Le rapport 2010 de la CNDS, rendu public le 26 avril 2011, est donc le dernier et il convient d’apporter la plus grande attention à ses recommandations. La commission revient notamment à plusieurs reprises sur la garde à vue, les conditions d’interpellation (elle fait état à ce propos de “violences illégitimes”) et elle met à nouveau en cause l’utilisation du flash-ball.

La commission déplore les difficultés à enquêter sur les bavures présumées des forces de sécurité et espère que le Défenseur des droits aura les moyens et la volonté de les surmonter. Son président, Roger Beauvois, a déclaré devant la presse que, depuis sa création, l’action de la commission avait “été retardée, voire entravée, par les réticences, voire les refus, de certaines autorités administratives ou judiciaires”. Quant aux policiers, des membres de la commission ont clairement fait le lien entre la disparition de la CNDS et les “pressions” exercées par “certains syndicats” auprès du ministère de l’Intérieur [1].

Coïncidence ? le lendemain de la publication de ce rapport de la CNDS, la cour d’appel de Paris prononçait un non-lieu en faveur des deux policiers poursuivis pour la mort accidentelle de deux adolescents à Clichy-sous-Bois. L’occasion de rappeler que la CNDS était intervenue dans cette affaire en émettant un avis très critique sur la façon dont la police avait interrogé le seul mineur survivant de ce drame et en concluant à « un manquement à la déontologie » – voir la revue de presse de l’époque.
● ● ● ● ●
* **CONSIGNE**
Recopiez à l'identique le passage de l'extrait sur la CNDS qui commence par « La commission déplore » et se poursuit jusqu'à « ministère de l’Intérieur [1]. ».
● ● ● ● ●
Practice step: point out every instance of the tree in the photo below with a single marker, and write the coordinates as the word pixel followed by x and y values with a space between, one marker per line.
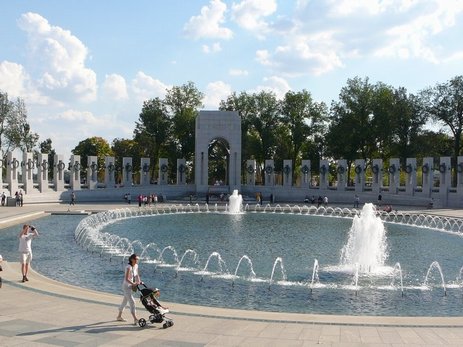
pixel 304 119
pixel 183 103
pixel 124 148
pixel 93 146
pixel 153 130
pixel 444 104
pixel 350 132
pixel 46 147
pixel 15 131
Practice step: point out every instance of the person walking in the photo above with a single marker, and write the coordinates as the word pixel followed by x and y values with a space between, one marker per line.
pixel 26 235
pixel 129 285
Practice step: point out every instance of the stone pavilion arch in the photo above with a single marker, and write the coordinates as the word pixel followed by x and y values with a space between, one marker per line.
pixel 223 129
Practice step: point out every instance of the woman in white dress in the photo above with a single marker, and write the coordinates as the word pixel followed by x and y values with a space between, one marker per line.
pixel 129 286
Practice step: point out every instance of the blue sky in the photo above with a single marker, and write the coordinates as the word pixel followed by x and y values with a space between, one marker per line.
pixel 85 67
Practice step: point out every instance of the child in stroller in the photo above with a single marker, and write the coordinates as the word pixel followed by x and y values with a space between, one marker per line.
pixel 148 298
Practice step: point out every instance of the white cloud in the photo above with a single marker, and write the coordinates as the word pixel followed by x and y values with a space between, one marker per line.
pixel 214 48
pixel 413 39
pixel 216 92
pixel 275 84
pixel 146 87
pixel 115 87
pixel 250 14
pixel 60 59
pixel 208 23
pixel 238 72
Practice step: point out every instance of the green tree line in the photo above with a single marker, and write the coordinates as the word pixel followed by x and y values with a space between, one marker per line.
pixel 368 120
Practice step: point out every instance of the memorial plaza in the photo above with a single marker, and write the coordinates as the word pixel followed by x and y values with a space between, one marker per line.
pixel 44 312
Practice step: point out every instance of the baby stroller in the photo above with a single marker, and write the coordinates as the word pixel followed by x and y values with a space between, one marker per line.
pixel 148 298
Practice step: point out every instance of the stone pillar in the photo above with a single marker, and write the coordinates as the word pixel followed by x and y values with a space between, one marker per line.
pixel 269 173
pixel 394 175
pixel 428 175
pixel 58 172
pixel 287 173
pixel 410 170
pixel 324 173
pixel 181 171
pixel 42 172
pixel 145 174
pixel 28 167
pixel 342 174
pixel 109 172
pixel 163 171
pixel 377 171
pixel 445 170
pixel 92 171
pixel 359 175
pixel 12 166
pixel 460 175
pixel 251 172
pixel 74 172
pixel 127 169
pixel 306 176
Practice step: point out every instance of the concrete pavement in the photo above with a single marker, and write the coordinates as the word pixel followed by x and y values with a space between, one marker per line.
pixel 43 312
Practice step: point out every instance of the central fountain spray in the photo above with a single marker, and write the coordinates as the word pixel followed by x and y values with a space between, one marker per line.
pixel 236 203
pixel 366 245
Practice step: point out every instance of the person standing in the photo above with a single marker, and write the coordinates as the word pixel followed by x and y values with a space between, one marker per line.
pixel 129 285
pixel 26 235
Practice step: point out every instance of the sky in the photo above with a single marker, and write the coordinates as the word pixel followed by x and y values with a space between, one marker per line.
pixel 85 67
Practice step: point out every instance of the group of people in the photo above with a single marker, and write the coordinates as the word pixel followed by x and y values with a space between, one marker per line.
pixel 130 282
● ● ● ● ●
* **RÉPONSE ATTENDUE**
La commission déplore les difficultés à enquêter sur les bavures présumées des forces de sécurité et espère que le Défenseur des droits aura les moyens et la volonté de les surmonter. Son président, Roger Beauvois, a déclaré devant la presse que, depuis sa création, l’action de la commission avait “été retardée, voire entravée, par les réticences, voire les refus, de certaines autorités administratives ou judiciaires”. Quant aux policiers, des membres de la commission ont clairement fait le lien entre la disparition de la CNDS et les “pressions” exercées par “certains syndicats” auprès du ministère de l’Intérieur [1].